WHAT YOU WILL DO
When a record holds a picture, leave the picture out and copy everything else exactly.

━━━━

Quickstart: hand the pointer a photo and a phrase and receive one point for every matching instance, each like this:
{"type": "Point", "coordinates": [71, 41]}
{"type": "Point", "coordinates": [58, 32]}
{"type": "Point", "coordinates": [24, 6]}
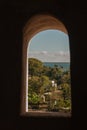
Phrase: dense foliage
{"type": "Point", "coordinates": [48, 87]}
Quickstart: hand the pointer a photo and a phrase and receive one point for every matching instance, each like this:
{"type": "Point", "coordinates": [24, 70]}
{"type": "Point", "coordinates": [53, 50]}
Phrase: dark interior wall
{"type": "Point", "coordinates": [13, 17]}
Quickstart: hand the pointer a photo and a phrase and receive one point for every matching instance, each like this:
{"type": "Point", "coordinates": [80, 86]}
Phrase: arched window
{"type": "Point", "coordinates": [46, 79]}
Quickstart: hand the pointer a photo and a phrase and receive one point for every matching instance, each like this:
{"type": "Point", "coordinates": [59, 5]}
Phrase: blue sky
{"type": "Point", "coordinates": [50, 46]}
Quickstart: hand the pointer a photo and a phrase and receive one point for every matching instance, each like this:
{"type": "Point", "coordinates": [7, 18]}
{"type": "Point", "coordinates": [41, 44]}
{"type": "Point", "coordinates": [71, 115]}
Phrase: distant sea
{"type": "Point", "coordinates": [64, 65]}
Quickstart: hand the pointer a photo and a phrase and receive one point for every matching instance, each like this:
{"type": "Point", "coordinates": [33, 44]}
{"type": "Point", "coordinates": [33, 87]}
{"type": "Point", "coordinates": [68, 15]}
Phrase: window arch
{"type": "Point", "coordinates": [35, 25]}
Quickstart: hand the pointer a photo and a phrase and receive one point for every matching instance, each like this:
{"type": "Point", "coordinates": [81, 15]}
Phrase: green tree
{"type": "Point", "coordinates": [35, 67]}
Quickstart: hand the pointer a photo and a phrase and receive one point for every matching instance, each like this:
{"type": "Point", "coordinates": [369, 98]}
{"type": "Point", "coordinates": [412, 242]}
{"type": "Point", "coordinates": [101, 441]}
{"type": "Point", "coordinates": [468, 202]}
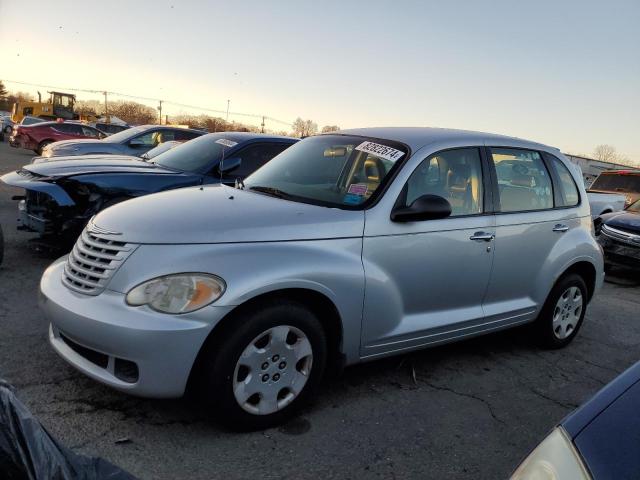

━━━━

WRITTEN RESPONSE
Quickstart: hand the pointer a photo and a phrase and receive one point for every matching instance, each like this:
{"type": "Point", "coordinates": [71, 41]}
{"type": "Point", "coordinates": [58, 32]}
{"type": "Point", "coordinates": [24, 6]}
Phrase: dense foliage
{"type": "Point", "coordinates": [48, 87]}
Quickstart: hand the pointer a photo and a phrase and receive one point for every matching instance, each like this:
{"type": "Point", "coordinates": [24, 70]}
{"type": "Point", "coordinates": [53, 50]}
Phrase: dark interior wall
{"type": "Point", "coordinates": [13, 17]}
Quickstart: hand the pointer a photo and a phrase and receive one point for every matching instance, each like this:
{"type": "Point", "coordinates": [80, 86]}
Phrase: arched window
{"type": "Point", "coordinates": [46, 79]}
Quickstart: hand the pointer a photo and a phrase and receive one point for every matching instance, each like this:
{"type": "Point", "coordinates": [59, 5]}
Phrase: blue sky
{"type": "Point", "coordinates": [50, 46]}
Quickstart: hand the pointer a photo and a phrase and receive one point for every matching instance, each like this:
{"type": "Point", "coordinates": [7, 18]}
{"type": "Point", "coordinates": [41, 44]}
{"type": "Point", "coordinates": [71, 115]}
Phrase: distant sea
{"type": "Point", "coordinates": [64, 65]}
Quickstart: hand the pointer a photo and a phrase and receive one point for every matching instance, each like this:
{"type": "Point", "coordinates": [33, 44]}
{"type": "Point", "coordinates": [33, 87]}
{"type": "Point", "coordinates": [68, 15]}
Phrase: window arch
{"type": "Point", "coordinates": [35, 25]}
Quickstart: hand the pointer a photo and a phrase and receive one point for every matching instance, each like this:
{"type": "Point", "coordinates": [81, 15]}
Phrase: green tree
{"type": "Point", "coordinates": [35, 67]}
Quickstart: hand the pointer a photo and a phrase and receive one point for every matching instance, each like this:
{"type": "Point", "coordinates": [369, 98]}
{"type": "Point", "coordinates": [412, 242]}
{"type": "Point", "coordinates": [101, 441]}
{"type": "Point", "coordinates": [468, 202]}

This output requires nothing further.